Tally the lines in the records below that contain the word "plaster". Reply with the number alone.

━━ Material provided

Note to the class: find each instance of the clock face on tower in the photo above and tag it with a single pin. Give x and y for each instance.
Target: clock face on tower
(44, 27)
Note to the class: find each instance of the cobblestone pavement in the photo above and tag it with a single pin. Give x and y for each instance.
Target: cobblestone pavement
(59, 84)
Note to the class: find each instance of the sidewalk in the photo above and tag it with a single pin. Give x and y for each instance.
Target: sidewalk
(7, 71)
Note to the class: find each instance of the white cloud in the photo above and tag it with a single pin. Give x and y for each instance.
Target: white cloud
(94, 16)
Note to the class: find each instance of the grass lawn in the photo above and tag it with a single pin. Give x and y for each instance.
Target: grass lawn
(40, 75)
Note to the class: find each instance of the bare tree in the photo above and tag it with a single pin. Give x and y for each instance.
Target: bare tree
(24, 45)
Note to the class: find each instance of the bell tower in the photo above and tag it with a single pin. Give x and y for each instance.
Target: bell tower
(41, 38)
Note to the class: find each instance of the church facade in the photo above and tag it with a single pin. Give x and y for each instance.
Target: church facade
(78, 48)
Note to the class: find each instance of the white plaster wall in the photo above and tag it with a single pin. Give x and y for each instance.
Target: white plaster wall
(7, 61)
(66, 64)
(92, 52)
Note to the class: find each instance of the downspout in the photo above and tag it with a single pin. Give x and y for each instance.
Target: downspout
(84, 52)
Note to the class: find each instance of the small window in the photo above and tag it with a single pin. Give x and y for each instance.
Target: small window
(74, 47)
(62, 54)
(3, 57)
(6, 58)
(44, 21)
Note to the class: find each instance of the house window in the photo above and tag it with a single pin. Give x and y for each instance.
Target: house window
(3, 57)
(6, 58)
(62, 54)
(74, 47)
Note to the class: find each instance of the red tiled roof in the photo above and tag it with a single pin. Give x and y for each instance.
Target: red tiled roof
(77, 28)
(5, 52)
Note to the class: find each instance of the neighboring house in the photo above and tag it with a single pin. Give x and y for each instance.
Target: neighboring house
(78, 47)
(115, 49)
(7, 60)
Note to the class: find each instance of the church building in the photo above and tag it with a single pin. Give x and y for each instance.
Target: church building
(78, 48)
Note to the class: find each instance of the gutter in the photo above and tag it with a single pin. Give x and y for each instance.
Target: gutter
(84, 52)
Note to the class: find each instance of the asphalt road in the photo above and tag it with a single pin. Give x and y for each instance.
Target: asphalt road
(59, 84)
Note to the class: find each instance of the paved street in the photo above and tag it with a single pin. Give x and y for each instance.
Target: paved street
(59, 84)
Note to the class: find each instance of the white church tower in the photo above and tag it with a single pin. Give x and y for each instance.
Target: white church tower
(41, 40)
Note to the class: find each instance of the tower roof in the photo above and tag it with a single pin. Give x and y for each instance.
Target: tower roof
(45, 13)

━━━━
━━ Material provided

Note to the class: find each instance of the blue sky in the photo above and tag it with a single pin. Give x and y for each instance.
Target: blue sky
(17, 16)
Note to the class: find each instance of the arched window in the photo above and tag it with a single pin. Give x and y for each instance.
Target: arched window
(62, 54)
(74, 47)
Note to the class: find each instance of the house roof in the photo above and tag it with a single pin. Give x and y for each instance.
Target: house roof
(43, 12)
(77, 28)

━━━━

**Complete response:**
2